══ Entries ══
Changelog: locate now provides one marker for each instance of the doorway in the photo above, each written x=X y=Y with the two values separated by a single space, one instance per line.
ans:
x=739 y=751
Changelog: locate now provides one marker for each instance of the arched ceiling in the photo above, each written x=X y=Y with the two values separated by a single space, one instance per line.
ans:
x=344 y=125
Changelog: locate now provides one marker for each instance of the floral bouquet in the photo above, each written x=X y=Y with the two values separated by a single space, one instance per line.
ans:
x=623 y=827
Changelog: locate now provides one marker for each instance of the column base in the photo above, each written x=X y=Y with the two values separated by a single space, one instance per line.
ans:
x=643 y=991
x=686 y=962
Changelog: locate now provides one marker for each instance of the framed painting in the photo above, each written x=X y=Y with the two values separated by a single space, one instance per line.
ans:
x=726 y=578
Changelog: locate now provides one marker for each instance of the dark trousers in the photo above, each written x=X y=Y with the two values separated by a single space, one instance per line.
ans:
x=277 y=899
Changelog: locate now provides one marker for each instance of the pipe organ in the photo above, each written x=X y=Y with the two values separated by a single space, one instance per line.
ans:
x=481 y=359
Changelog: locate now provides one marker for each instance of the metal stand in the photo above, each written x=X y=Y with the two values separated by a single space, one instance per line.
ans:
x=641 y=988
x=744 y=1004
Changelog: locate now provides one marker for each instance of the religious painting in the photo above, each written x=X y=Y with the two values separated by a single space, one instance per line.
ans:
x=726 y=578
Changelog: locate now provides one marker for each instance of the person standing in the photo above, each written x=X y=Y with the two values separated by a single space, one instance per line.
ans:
═══
Written exercise - Quote exactly and only the lines from the one holding "of the arched" through the end of the data.

Answer -
Changelog: locate now provides one marker for each instance of the arched ceiling in the photo above, each written x=X y=Y with the two values separated by a single space, one instance per line.
ans:
x=344 y=125
Changelog: locate now provides one marker for each instance of the floral bouquet in the photo above, each written x=X y=Y with the two values separated by a single space, one instance per line.
ans:
x=623 y=827
Changelog: locate now provides one marker for each instance of the column base in the photo above, each written x=X y=Y with the two values separated by a single space, one instance per line.
ans:
x=643 y=991
x=686 y=962
Changelog: locate now provides one marker for each instance of the framed painting in the photo above, each written x=X y=Y with the two values separated by a single space, one instance per line.
ans:
x=726 y=578
Changelog: locate now provides one marker for each instance of the dark trousers in the photo above, each written x=X y=Y with the two values separated by a single space, one instance per line.
ans:
x=277 y=899
Changelog: locate now provides one marker for each instance of the pipe organ in the photo above, each written x=X y=Y with the two values separated by a single space, one instance per line.
ans:
x=481 y=359
Changelog: locate now provides one marker for each instance of the metal stand in the photo above, each written x=X y=Y with the two values separated by a single space, one instance per line.
ans:
x=641 y=988
x=744 y=1004
Changelog: locate now provides one marker for each instance of the religious painting in the photo above, each written x=X y=Y with the two values separated by a single space, one instance per line.
ans:
x=726 y=578
Changelog: locate now provides one marker for each instance of the person standing in the photo above, each written x=X y=Y with the two values separated by a single space, one instance per line.
ans:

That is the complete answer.